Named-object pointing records
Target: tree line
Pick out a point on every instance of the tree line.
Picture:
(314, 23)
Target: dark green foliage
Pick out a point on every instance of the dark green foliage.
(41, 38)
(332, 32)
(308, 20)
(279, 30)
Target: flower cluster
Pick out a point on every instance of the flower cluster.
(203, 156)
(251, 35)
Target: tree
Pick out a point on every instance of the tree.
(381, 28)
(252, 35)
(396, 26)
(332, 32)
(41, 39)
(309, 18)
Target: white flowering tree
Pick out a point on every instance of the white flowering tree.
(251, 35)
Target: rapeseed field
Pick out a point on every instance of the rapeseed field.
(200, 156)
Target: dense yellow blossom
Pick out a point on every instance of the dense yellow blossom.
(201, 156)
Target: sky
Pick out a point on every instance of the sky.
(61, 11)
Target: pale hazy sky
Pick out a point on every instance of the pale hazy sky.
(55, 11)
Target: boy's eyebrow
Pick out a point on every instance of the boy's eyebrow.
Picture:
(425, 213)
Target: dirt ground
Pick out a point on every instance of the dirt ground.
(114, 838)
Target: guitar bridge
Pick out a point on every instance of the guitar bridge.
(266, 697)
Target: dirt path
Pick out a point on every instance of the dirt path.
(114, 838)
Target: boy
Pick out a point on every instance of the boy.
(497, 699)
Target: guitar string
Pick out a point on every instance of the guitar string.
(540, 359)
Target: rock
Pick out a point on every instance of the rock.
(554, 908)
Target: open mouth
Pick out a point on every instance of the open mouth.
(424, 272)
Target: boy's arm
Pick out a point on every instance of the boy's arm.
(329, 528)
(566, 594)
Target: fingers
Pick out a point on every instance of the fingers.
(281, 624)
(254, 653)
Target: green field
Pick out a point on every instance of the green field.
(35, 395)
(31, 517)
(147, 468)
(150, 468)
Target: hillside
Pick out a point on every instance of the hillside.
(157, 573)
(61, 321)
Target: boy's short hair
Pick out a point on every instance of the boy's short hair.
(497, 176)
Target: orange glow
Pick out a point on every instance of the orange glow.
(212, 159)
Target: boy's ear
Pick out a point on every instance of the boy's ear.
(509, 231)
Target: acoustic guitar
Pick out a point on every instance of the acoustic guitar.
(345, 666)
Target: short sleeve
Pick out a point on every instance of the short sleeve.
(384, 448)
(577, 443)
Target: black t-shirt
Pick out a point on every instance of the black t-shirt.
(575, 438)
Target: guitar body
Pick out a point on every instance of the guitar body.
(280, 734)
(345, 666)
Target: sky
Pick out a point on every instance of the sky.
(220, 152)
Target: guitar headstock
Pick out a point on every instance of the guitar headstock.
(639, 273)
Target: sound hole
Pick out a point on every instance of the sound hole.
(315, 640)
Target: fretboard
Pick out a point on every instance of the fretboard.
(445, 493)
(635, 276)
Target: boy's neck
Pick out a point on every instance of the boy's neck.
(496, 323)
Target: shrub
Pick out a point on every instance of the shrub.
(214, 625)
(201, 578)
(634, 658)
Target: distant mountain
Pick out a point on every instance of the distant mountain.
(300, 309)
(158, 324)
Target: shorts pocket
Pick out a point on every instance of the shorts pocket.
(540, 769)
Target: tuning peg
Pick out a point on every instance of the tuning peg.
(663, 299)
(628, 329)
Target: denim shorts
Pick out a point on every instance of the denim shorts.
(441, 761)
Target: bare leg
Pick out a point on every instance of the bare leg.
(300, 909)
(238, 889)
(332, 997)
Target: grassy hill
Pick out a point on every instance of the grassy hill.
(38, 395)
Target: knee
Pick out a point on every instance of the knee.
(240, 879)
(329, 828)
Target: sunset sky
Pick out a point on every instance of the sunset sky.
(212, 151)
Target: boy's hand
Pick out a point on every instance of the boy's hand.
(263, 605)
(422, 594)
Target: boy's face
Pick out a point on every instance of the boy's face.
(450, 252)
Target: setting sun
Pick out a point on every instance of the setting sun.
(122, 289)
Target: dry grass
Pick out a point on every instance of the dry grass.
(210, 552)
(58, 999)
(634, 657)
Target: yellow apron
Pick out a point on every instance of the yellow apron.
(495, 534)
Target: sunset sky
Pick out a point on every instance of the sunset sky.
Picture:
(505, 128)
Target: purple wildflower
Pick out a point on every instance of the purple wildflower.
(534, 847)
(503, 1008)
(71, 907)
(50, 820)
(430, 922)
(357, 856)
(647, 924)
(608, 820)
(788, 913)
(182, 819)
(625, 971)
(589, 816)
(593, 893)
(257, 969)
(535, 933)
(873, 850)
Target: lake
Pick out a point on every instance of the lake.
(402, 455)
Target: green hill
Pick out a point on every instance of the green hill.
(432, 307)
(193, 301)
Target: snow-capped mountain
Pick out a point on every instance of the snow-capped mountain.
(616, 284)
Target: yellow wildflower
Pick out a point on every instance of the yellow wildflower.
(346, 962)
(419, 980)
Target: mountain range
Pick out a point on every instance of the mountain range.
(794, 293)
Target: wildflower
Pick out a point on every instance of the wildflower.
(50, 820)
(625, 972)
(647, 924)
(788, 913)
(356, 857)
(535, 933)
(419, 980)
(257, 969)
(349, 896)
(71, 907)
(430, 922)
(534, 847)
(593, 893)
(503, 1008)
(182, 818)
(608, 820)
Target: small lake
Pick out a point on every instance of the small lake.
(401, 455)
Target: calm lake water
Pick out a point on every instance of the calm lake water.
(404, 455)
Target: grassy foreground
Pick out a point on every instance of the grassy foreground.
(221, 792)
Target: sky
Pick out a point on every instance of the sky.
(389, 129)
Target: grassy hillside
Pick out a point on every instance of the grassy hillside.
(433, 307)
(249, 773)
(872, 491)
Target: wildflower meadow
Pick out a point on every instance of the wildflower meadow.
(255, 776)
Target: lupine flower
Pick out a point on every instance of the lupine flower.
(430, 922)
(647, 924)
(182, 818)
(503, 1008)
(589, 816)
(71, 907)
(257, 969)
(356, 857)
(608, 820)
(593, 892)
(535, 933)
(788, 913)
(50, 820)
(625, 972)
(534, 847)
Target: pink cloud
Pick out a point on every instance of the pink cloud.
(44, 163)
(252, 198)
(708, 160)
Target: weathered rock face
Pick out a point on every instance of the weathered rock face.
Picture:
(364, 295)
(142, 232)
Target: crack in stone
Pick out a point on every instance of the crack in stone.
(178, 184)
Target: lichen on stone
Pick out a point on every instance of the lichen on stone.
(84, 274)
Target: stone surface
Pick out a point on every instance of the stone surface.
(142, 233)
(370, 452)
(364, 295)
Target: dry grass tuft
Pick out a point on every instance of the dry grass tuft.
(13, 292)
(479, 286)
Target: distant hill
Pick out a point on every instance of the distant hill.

- Problem details: Can you reproduce the listing word for word, starting at the line that contains "Target: calm lake water" and continuing through its last line?

- The completed task:
Target: calm lake water
Pick out a point on every instance of the calm lake water.
(404, 455)
Target: grassy foreground
Pick out a point on every instance of the grassy foreground.
(221, 792)
Target: sky
Pick out a point on every instance of the sky.
(389, 129)
Target: grassy hillside
Pick out a point on every instance of the grassy hillside.
(433, 307)
(249, 773)
(872, 491)
Target: wildflower meadow
Pick out a point on every instance of the wildflower meadow.
(255, 776)
Target: lupine flower
Pick out a point on every instance of the lupine flower.
(430, 922)
(647, 924)
(182, 818)
(503, 1008)
(589, 816)
(71, 907)
(257, 969)
(356, 857)
(608, 820)
(593, 892)
(535, 933)
(788, 913)
(50, 820)
(625, 972)
(534, 847)
Target: pink cloud
Pick out a point on every instance of the pink cloud.
(44, 163)
(252, 198)
(708, 160)
Target: weathered rock face
Pick out a point on every instance of the weathered rock face.
Picture:
(364, 295)
(142, 232)
Target: crack in stone
Pick out a point on every instance of the crack in stone.
(178, 184)
Target: lichen on stone
Pick out a point on every instance of the lichen on stone.
(84, 274)
Target: stone surface
Pick out a point on every instance of the stone surface.
(142, 233)
(370, 452)
(364, 295)
Target: dry grass tuft
Pick out a point on every instance of the dry grass tuft.
(13, 292)
(479, 286)
Target: distant hill
Pick out a point on every instance of the distant hill.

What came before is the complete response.